Exercise brief: Repeat word for word the part of the passage on food intolerance and epilepsy that begins with the words "Now, consider that" and ends with the words "with unknown solutions!".

Passage provided:
------------------------------------

J.B. Symes, DVM (aka DogTorJ), sent me a link to his website where he provides the details to his research into food intolerance and how they affect animals and humans. His examination and research on the topic is immense. I encourage anyone interested to check it out on his website.
For the purpose of the next few posts, I am going to simplify Symes' massive thesis into one brief sentence: Food intolerance and allergens damage cells and reduce the effectiveness of immune systems to deal with tissue bound viruses and cell mutations.
So how does that apply to epilepsy? Epilepsy is not a disease, but a condition where a person experiences re-occurring seizures. Seizures themselves are not a disease, but a response by the body to some stress. The re-occurring stress to the body/brain is what "causes" epilepsy.
The most common way that doctors combat seizures is simply to use drugs which inhibit the bodily response to the stress - hence the mind-numbing side effect of many of the drugs. In cases where the stressor is a tumor or brain damage, one way to stop the repeated stress on the brain is to surgically remove the offending tumor or brain area. In cases where the doctors cannot determine from where the seizure-causing stress is emanating, they call it Idiopathic Epilepsy.
Now, consider that doctors are frequently faced with having to treat Idiopathic Epilepsy with some selection of the available anti-epileptic-drugs (AEDs). If you read the white-papers on nearly all of these medications, one thing stands out: they all say that the doctors/manufactures are not clear on the details of how the medication helps stop seizures. Wow... talk about a tough job; trying to treat some unknown cause with unknown solutions!

------------------------------------

Study material:

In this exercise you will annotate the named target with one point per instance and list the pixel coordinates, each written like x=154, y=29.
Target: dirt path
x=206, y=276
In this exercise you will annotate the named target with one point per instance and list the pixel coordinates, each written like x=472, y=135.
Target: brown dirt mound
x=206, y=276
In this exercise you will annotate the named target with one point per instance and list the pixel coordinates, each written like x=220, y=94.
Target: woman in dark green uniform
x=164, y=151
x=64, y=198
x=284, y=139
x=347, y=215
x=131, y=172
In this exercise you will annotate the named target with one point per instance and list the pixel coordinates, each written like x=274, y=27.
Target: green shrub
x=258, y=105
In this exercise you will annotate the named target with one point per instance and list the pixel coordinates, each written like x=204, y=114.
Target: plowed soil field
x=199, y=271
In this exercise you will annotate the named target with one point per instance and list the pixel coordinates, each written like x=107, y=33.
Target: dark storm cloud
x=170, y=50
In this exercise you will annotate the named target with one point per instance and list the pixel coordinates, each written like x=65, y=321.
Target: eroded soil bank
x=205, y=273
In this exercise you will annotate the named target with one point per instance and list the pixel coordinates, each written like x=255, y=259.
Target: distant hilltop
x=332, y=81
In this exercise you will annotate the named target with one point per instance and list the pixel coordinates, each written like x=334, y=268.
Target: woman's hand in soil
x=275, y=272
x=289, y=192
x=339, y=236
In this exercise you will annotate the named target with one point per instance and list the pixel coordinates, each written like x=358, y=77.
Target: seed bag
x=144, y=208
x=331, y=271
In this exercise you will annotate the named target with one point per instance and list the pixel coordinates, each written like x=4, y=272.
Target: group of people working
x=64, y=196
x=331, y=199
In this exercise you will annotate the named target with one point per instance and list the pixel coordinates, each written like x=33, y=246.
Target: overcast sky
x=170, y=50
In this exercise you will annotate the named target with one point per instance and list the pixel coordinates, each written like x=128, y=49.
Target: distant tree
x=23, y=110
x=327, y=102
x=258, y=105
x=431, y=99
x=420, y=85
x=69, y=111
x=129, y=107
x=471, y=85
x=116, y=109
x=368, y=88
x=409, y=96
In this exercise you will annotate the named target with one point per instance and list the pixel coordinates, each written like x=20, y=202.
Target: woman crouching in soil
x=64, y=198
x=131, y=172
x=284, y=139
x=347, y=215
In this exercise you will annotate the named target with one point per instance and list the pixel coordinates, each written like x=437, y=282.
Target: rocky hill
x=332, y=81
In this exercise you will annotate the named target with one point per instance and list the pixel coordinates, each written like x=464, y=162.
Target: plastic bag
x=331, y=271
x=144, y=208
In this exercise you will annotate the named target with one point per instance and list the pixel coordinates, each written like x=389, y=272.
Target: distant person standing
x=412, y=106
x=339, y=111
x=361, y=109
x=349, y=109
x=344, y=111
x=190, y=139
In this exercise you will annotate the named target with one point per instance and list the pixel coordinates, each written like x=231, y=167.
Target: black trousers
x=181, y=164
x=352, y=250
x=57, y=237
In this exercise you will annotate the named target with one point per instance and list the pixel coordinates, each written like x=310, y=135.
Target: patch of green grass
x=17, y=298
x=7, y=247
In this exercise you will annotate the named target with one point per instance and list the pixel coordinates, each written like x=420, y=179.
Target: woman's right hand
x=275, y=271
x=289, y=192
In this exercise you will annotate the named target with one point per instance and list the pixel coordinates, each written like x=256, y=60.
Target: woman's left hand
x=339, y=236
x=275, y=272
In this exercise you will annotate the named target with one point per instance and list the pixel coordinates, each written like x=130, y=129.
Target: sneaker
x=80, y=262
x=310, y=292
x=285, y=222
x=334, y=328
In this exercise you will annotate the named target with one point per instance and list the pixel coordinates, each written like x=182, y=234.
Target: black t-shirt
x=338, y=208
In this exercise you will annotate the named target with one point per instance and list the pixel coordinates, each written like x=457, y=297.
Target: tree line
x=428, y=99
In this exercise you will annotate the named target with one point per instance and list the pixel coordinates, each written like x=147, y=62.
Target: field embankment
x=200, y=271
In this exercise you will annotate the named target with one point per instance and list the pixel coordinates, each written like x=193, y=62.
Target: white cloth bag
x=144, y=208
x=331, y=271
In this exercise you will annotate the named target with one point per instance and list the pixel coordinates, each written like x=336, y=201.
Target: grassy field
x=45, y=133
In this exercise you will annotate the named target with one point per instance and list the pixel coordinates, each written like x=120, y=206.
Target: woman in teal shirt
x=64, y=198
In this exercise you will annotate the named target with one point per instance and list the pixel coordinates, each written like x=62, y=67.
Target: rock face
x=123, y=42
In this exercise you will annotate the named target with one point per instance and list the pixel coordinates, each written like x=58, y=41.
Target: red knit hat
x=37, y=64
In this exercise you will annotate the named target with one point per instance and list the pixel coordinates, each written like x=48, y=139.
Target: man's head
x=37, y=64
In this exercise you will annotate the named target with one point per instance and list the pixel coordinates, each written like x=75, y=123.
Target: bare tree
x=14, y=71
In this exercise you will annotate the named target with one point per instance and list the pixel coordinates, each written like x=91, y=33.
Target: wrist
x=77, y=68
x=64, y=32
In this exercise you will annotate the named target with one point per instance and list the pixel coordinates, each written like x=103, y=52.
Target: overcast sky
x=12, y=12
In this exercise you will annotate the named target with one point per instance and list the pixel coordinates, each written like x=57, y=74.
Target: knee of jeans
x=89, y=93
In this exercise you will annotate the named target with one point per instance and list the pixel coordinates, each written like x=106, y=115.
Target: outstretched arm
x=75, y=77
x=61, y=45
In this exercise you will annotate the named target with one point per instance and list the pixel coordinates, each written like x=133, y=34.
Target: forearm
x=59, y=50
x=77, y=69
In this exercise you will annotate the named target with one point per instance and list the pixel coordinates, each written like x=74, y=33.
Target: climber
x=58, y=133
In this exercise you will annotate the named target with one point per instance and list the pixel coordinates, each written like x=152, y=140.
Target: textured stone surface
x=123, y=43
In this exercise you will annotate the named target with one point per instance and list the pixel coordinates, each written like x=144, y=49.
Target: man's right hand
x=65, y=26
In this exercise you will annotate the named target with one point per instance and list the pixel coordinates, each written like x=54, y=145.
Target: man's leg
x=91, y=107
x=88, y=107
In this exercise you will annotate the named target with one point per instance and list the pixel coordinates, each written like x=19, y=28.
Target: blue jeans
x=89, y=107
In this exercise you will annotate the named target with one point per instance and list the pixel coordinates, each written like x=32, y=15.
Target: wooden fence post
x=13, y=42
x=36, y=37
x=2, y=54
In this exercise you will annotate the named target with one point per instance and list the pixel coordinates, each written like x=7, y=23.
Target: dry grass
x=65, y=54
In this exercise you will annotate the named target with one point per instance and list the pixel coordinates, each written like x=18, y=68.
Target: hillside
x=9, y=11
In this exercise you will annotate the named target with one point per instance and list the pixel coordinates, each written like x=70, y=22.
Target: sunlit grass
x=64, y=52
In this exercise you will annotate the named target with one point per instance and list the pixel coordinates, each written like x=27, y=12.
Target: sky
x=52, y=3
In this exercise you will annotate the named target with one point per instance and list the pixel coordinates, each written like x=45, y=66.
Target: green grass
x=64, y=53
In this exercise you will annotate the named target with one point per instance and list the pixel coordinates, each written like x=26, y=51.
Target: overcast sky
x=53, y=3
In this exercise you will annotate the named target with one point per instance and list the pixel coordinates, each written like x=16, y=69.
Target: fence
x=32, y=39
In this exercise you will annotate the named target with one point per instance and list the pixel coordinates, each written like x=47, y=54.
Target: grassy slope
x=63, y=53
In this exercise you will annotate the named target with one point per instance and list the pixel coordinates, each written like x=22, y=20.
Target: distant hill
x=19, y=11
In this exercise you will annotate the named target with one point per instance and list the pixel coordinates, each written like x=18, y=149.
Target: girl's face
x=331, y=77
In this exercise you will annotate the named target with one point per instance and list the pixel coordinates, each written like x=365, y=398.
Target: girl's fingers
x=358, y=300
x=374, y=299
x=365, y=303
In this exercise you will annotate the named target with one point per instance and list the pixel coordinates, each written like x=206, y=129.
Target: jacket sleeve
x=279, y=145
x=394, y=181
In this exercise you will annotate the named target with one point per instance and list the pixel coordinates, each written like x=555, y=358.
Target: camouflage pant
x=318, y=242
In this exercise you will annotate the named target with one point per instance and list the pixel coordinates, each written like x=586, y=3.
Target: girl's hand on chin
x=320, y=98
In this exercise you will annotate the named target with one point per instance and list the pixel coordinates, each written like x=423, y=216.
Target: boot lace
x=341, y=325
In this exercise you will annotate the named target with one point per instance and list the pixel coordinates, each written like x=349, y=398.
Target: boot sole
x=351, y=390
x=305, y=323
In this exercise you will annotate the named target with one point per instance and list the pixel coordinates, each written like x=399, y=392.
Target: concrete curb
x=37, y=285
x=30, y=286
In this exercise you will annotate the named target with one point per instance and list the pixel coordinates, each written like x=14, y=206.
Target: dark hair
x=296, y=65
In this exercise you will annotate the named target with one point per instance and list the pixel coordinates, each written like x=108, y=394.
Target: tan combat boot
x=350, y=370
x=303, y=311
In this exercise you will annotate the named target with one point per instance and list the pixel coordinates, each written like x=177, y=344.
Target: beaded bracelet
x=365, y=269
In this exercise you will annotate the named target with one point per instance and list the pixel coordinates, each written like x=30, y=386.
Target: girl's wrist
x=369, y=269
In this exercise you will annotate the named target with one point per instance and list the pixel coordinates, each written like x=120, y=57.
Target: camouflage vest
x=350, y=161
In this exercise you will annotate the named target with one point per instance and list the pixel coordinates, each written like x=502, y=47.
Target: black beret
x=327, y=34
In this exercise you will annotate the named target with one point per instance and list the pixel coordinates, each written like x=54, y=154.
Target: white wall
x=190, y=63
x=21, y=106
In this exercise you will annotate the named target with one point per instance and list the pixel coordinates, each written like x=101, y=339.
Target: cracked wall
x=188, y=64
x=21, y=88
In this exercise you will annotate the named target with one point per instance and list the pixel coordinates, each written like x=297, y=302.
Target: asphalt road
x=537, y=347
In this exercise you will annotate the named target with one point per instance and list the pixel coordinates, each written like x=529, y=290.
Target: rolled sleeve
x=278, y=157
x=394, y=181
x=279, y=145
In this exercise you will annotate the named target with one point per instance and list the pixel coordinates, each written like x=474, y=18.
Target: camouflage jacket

------------------------------------

Solution to the exercise:
Now, consider that doctors are frequently faced with having to treat Idiopathic Epilepsy with some selection of the available anti-epileptic-drugs (AEDs). If you read the white-papers on nearly all of these medications, one thing stands out: they all say that the doctors/manufactures are not clear on the details of how the medication helps stop seizures. Wow... talk about a tough job; trying to treat some unknown cause with unknown solutions!